## begin Extracted data

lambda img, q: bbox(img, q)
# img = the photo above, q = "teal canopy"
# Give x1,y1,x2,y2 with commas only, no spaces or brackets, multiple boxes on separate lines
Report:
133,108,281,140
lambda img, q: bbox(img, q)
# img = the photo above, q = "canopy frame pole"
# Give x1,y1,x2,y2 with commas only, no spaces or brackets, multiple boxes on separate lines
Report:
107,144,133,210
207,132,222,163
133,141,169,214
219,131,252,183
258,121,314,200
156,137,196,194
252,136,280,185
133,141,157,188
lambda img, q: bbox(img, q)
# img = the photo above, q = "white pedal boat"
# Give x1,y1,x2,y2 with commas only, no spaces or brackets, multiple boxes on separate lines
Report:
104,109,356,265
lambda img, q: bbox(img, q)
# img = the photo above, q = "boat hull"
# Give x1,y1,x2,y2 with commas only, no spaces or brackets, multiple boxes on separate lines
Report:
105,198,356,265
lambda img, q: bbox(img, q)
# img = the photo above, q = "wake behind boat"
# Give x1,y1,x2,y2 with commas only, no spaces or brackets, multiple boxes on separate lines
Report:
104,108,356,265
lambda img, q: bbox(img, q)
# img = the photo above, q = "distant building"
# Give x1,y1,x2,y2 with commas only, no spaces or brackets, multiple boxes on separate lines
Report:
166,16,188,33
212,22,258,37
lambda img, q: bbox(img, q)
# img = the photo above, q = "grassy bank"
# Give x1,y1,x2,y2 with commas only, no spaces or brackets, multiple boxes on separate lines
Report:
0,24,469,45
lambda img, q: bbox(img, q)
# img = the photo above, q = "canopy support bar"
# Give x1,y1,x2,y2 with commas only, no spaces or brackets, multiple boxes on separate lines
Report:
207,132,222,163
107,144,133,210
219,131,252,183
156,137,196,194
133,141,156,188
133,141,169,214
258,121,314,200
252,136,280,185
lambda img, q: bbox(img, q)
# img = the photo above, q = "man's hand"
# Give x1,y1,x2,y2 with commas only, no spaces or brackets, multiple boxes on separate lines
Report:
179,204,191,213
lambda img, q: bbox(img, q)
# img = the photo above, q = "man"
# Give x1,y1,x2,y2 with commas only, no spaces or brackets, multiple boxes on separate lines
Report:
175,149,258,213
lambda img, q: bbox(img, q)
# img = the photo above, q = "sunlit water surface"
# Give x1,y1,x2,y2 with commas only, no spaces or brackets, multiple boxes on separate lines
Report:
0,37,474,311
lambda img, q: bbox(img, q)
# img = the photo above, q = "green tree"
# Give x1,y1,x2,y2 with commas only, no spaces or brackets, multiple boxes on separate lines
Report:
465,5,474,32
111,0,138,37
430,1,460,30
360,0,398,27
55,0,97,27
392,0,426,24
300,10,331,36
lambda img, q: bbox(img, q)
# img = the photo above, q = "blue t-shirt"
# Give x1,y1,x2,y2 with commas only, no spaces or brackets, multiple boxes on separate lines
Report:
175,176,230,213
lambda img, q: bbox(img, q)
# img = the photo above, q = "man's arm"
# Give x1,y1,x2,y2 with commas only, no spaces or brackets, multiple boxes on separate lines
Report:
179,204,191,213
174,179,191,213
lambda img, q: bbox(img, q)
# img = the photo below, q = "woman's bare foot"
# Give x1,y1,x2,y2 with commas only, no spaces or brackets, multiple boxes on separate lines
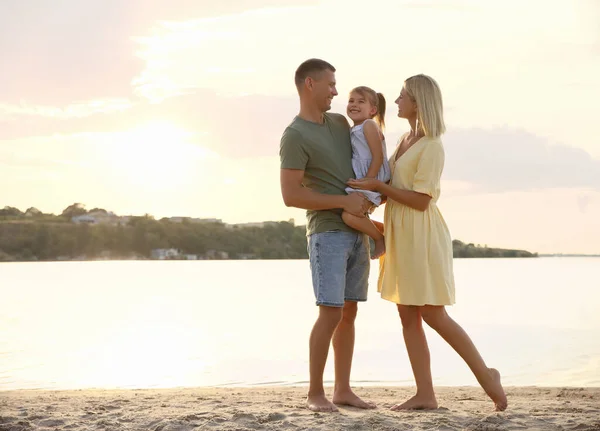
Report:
371,237,385,259
306,395,338,412
483,368,508,412
391,394,438,411
333,390,377,409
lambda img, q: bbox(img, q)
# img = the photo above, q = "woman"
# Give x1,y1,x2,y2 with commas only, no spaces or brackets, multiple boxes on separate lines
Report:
348,75,507,411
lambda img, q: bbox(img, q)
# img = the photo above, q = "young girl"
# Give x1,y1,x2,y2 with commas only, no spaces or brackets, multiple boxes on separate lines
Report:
348,75,508,411
342,87,390,259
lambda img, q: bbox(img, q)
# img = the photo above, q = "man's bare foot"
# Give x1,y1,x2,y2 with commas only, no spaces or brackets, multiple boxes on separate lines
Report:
391,395,437,411
371,238,385,259
306,395,338,412
483,368,508,412
333,390,377,409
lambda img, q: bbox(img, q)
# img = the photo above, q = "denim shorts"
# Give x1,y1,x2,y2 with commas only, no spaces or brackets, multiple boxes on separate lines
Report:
308,231,371,307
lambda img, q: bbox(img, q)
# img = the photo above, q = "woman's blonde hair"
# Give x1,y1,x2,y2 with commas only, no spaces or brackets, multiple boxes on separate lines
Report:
404,75,446,138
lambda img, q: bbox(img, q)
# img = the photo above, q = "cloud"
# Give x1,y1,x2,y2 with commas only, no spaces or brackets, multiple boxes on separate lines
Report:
444,128,600,191
0,0,314,106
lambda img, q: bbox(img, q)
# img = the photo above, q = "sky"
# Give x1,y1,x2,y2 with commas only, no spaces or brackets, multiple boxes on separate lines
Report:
0,0,600,253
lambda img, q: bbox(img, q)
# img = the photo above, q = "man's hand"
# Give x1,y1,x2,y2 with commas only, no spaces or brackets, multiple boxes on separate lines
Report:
344,193,372,217
346,177,382,192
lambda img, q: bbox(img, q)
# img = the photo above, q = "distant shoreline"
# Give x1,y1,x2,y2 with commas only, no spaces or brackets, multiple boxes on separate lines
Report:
0,254,600,264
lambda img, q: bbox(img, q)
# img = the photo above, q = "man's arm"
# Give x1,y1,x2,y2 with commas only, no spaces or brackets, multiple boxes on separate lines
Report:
280,169,371,217
377,183,431,211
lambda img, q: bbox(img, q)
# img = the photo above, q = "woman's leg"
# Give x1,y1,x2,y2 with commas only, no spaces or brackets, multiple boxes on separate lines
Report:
392,305,438,410
342,211,385,259
421,305,508,411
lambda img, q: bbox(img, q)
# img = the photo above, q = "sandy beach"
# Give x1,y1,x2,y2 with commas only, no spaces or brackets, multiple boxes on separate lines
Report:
0,387,600,431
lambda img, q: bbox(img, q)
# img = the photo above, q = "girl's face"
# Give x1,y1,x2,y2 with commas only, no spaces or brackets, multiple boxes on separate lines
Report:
396,87,417,119
346,92,377,124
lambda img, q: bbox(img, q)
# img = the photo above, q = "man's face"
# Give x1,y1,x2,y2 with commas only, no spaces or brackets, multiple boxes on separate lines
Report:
308,70,337,112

## end Extracted data

### Brief
Return all of the items above line for line and unchanged, leaving out the pictures.

### Result below
lambda img, q: bbox(img, q)
# img = the photo above, q = "teal canopy"
# Give x1,y1,x2,y2 with commas only, no spaces or brackets, multiple boxes on separate lines
Report:
133,108,281,140
lambda img, q: bbox(img, q)
# img = the photo above, q = "canopy frame pole"
# Give x1,y1,x2,y2 with commas only, no spaces or brackets, multiple boxes on separate lines
Report:
107,144,133,210
207,132,222,163
133,141,169,214
219,131,252,183
258,121,314,200
156,137,196,194
252,136,280,185
133,141,157,188
lambda img, q: bbox(img, q)
# img = the photo above, q = "white pedal boat"
# Give x1,y1,x2,y2 with commas only, no spaces or brackets, multiple boxes on separate lines
Report:
104,109,356,265
lambda img, q: bbox(img, q)
# img = the photo above, q = "boat hull"
# Give x1,y1,x2,y2 with commas only, no spaces or brackets, multiple boxes on separate lines
Report:
105,198,356,265
lambda img, q: bbox(img, q)
# img = the photo above, q = "wake behind boat"
# Give x1,y1,x2,y2 with commas only, no spaces or brackets, multiple boxes on separate lines
Report:
104,108,356,265
lambda img, q: bbox(img, q)
# img = the photo above, q = "distant building"
# Give x1,y1,x2,y2 with commas only, no spaces or brackets, multiple boxes on separate lines
Report:
166,16,188,33
212,22,258,37
lambda img, q: bbox(img, q)
# img = the photo above, q = "grassy bank"
# Give x1,y1,x2,y2 with commas only, no spaces or brackets, multiple boxes on separate lines
Report:
0,24,469,45
lambda img, q: bbox(img, q)
# img = the photo above, q = "canopy support bar"
# Give x1,y1,x2,y2 with commas only, no spaces or brackets, multiple boxes on separate lines
Report:
207,132,222,163
107,144,133,210
219,131,252,183
156,137,196,194
133,141,156,188
133,141,169,214
258,121,314,200
252,136,280,185
lambda img, q: bbox(img, q)
# img = the photo above, q = "man's hand"
# Give x1,y1,x2,y2 with commas only, no spaces or brackets, multiple boxes on separate lines
Report:
179,204,191,213
lambda img, q: bbox(img, q)
# img = the photo above, q = "man"
# Give x1,y1,x2,y2 with commas only, no spaces or brackets, multiple boxes on separate lines
Report:
175,149,258,213
lambda img, q: bbox(img, q)
# img = the photo above, q = "sunlit water surface"
# Give x1,y1,x2,y2 with commas only, no spaces or brackets, multiple boxes on separate lines
Report:
0,37,474,311
lambda img, q: bbox(img, q)
# img = the photo above, q = "green tree"
# Give x1,y1,x2,y2 with commas only, no spaces or brackets, multiple boxes on separate lines
Report:
465,5,474,32
111,0,138,37
430,1,460,30
360,0,398,27
55,0,97,27
392,0,426,24
300,10,331,36
lambda img, q: bbox(img, q)
# img = the photo above, q = "blue t-shirt"
# Give x1,y1,x2,y2 with commas only, no spaces or brackets, multiple boxes on separate lines
Report:
175,176,230,213
lambda img, q: bbox(img, q)
# img = the photo above, q = "man's arm"
# Give x1,y1,x2,y2 with commas only, no spaces or brackets, multiple boxes on separate lines
Report:
179,204,191,213
174,179,191,213
lambda img, q: bbox(img, q)
# img = the photo below, q = "woman's bare foot"
# Give x1,y1,x2,y2 with commas only, no spaces or brackets, multiple boxes on separate lines
Report:
371,237,385,259
306,395,338,412
483,368,508,412
391,394,438,411
333,390,377,409
lambda img, q: bbox(img, q)
# img = the photo above, q = "woman"
# Give x1,y1,x2,y2 with commas only, no spaces or brackets, multiple boxes on separate lines
Report:
348,75,507,411
lambda img, q: bbox(img, q)
# img = the photo above, q = "young girl"
# Give x1,y1,x2,y2 with commas only, no spaces or brackets, multiple boxes on separate lines
Report:
348,75,508,411
342,87,390,259
lambda img, q: bbox(img, q)
# img = the photo above, q = "man's bare foot"
# Give x1,y1,x2,y2 with commas only, no spaces or brackets, multiple boxes on separate lines
Report:
391,395,437,411
371,238,385,259
306,395,338,412
483,368,508,412
333,390,377,409
lambda img, q: bbox(img, q)
# img = the photo above, q = "denim shorts"
# Give x1,y1,x2,y2 with commas only, no spaces or brackets, multiple boxes on separate lines
Report:
308,231,371,307
lambda img, q: bbox(img, q)
# img = the photo above, q = "woman's blonde hair"
# Give x1,y1,x2,y2 with commas only, no spaces or brackets, multiple boxes on separate lines
Report:
404,75,446,138
lambda img, q: bbox(img, q)
# img = the photo above, q = "cloud"
# Give x1,y1,x2,y2 with commas only, no spaces or brackets, multiple boxes on separate lines
Report:
444,128,600,191
0,0,314,106
lambda img, q: bbox(img, q)
# img = the photo above, q = "sky"
# Give x1,y1,x2,y2 with commas only, no spaces or brackets, multiple boxes on separate lines
Report:
0,0,600,253
lambda img, q: bbox(img, q)
# img = the photo above, q = "man's hand"
# Give x1,y1,x2,y2 with commas only, no spaces or brackets, multiple boxes on separate lines
Report:
344,193,372,217
346,177,382,192
lambda img, q: bbox(img, q)
# img = the photo above, q = "distant shoreline"
# Give x1,y1,x2,y2 with commas only, no spaces or brackets, multiple boxes on separate lines
Report:
0,254,600,264
lambda img, q: bbox(img, q)
# img = the photo above, q = "man's arm"
# Give x1,y1,x2,y2 with commas only, no spaces or brackets, multiple boxes on separate lines
Report:
280,169,371,217
377,183,431,211
lambda img, q: bbox(img, q)
# img = the photo above, q = "woman's leg"
# Give x1,y1,x2,y2 with commas only, no spaces or brackets, multiple boxes on separate lines
Report:
392,305,438,410
342,211,385,259
421,305,508,411
lambda img, q: bbox(img, q)
# img = the photo above, q = "sandy beach"
# Give x1,y1,x2,y2 with commas only, no spaces or brackets, multiple boxes on separate lines
Report:
0,387,600,431
lambda img, q: bbox(img, q)
# img = the photo above, q = "girl's face"
# Give x1,y1,x2,y2 with commas only, no spaces or brackets, multiple boxes on separate lines
Report:
396,87,417,119
346,92,377,124
lambda img, q: bbox(img, q)
# img = the photo above, q = "man's face"
# Give x1,y1,x2,y2 with commas only, no spaces or brackets, multiple boxes on separate lines
Report:
308,70,337,112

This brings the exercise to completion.